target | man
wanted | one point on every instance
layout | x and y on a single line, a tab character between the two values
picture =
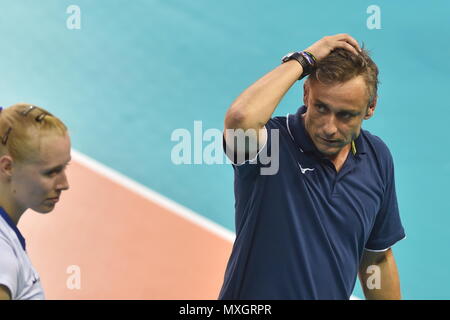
330	211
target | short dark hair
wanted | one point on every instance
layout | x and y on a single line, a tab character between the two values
342	65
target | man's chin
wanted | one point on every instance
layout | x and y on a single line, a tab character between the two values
43	209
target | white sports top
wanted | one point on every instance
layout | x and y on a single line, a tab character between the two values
16	271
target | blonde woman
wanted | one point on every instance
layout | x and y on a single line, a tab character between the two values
34	153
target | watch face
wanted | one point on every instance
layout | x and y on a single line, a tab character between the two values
286	57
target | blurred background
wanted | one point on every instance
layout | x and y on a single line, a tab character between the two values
132	72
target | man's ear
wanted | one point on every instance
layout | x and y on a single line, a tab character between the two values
6	166
371	109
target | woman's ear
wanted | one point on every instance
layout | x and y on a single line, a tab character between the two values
6	166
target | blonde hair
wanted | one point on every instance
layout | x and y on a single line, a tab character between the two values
21	127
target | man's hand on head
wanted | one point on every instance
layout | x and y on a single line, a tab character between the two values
324	46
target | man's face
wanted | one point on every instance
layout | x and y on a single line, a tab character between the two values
335	113
37	184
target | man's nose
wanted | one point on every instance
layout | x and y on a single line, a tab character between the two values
63	183
330	128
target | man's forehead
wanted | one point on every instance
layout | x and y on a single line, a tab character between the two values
338	107
351	92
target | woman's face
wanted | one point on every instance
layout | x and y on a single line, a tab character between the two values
37	184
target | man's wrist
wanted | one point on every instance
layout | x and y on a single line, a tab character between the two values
304	58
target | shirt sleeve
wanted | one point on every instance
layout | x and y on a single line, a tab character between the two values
9	267
387	229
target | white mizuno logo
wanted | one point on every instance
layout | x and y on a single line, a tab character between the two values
305	169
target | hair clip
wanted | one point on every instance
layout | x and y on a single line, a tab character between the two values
40	117
5	137
27	111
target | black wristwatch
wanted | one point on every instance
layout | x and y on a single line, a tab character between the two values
306	65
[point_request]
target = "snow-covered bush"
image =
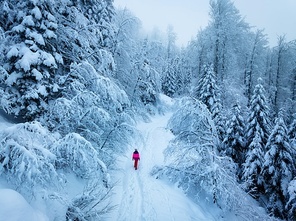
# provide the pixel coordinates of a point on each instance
(291, 205)
(193, 163)
(77, 154)
(25, 158)
(92, 204)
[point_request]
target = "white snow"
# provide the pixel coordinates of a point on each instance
(13, 207)
(140, 196)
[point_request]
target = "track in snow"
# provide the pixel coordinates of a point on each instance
(141, 197)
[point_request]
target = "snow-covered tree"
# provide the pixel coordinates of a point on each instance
(234, 141)
(31, 61)
(169, 82)
(25, 157)
(278, 169)
(258, 121)
(207, 91)
(254, 159)
(291, 204)
(192, 161)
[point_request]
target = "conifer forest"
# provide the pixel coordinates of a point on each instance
(77, 75)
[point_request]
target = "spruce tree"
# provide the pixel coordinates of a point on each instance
(31, 60)
(207, 91)
(278, 169)
(252, 167)
(258, 119)
(234, 140)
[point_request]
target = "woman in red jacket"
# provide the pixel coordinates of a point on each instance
(136, 158)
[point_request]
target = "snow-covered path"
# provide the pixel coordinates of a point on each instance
(141, 197)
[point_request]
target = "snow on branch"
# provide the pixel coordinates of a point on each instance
(24, 155)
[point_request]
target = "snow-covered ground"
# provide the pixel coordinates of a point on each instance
(140, 196)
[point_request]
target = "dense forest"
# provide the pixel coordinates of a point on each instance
(76, 75)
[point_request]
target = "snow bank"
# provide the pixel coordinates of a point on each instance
(13, 207)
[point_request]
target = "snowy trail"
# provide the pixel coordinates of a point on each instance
(141, 197)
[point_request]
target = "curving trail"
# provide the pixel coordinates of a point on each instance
(141, 197)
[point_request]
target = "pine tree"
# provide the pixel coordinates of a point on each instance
(234, 140)
(207, 91)
(252, 167)
(31, 60)
(169, 86)
(278, 168)
(258, 119)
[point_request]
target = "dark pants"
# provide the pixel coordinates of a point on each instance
(136, 164)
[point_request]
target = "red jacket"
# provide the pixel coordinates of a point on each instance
(136, 155)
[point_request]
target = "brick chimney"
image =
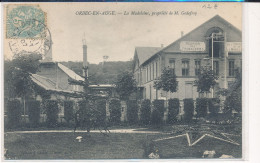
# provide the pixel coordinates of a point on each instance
(182, 33)
(85, 60)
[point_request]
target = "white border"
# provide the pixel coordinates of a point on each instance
(251, 86)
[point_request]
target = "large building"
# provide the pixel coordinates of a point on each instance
(215, 43)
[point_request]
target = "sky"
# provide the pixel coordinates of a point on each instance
(117, 35)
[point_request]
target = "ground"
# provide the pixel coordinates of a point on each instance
(120, 144)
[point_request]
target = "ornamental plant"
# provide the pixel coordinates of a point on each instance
(14, 113)
(34, 112)
(132, 112)
(173, 107)
(145, 116)
(52, 111)
(115, 111)
(202, 107)
(68, 111)
(158, 112)
(188, 110)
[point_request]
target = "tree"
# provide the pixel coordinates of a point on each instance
(234, 95)
(17, 74)
(125, 85)
(167, 81)
(206, 80)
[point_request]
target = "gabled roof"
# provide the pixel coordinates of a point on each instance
(47, 84)
(70, 73)
(144, 53)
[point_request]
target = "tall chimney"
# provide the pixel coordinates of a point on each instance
(182, 33)
(85, 61)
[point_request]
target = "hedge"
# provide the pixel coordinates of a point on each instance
(101, 108)
(158, 112)
(14, 113)
(202, 107)
(68, 111)
(115, 111)
(213, 105)
(188, 109)
(145, 116)
(84, 111)
(52, 111)
(173, 107)
(34, 112)
(132, 111)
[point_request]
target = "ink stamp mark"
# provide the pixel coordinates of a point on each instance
(20, 22)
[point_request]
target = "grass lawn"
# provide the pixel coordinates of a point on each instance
(116, 146)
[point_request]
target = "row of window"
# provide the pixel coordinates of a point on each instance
(152, 71)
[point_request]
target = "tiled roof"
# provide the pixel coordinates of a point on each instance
(70, 73)
(47, 84)
(144, 53)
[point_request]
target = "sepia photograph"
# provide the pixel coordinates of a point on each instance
(98, 81)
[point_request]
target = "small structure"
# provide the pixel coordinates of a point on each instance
(79, 138)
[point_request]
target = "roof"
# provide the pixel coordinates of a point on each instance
(47, 84)
(144, 53)
(70, 73)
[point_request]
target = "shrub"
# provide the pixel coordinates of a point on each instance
(52, 111)
(158, 112)
(68, 111)
(188, 109)
(34, 112)
(84, 111)
(145, 112)
(14, 113)
(115, 111)
(101, 111)
(213, 106)
(201, 107)
(132, 111)
(173, 106)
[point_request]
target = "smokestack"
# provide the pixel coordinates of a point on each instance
(182, 33)
(85, 60)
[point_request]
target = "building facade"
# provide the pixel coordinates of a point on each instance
(216, 43)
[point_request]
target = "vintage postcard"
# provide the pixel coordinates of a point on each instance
(122, 81)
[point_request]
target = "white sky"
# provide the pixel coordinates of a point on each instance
(117, 36)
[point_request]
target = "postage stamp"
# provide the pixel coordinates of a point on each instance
(25, 21)
(123, 81)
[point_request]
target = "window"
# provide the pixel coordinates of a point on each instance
(150, 72)
(231, 69)
(185, 68)
(147, 74)
(197, 68)
(141, 78)
(153, 71)
(172, 64)
(218, 43)
(216, 68)
(156, 70)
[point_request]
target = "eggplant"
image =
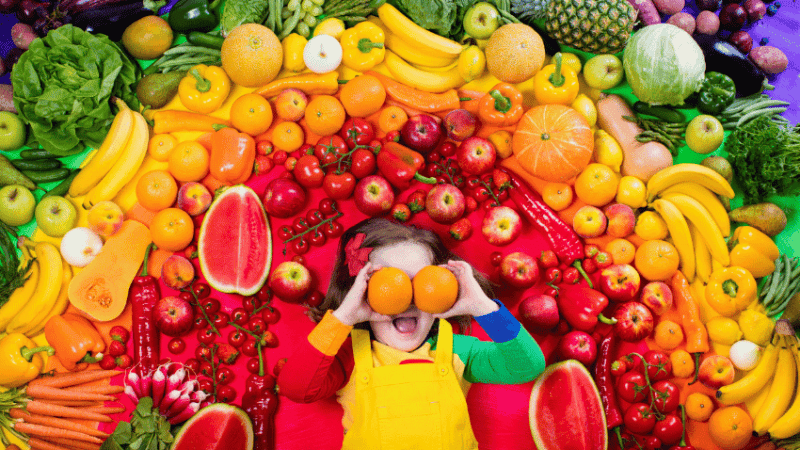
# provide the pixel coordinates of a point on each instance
(724, 57)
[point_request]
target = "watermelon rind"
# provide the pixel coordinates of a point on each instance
(579, 372)
(204, 252)
(188, 427)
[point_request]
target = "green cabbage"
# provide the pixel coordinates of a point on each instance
(663, 64)
(62, 87)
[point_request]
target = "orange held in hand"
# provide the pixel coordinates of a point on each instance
(389, 291)
(435, 289)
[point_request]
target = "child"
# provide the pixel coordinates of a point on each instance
(402, 382)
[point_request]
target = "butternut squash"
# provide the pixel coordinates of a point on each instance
(100, 290)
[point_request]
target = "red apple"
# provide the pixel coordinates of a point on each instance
(290, 281)
(634, 321)
(422, 133)
(501, 225)
(519, 269)
(173, 316)
(476, 155)
(620, 282)
(445, 203)
(578, 345)
(373, 195)
(284, 198)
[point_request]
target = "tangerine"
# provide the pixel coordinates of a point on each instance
(389, 291)
(435, 289)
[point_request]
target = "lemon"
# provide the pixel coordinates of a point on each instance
(632, 191)
(650, 226)
(723, 330)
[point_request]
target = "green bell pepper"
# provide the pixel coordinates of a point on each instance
(194, 15)
(717, 92)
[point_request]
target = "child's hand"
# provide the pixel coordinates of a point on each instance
(471, 298)
(355, 308)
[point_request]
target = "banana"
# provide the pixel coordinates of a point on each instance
(780, 394)
(51, 272)
(104, 157)
(415, 35)
(421, 79)
(754, 381)
(706, 198)
(680, 173)
(701, 218)
(679, 231)
(125, 166)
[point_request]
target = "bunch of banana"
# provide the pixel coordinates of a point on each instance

» **Instruction**: Gather every line in the records above that contains the string "dark" and copy each one in full. Case counts when matching.

» **Result of this task**:
target | short dark hair
target = "dark pants"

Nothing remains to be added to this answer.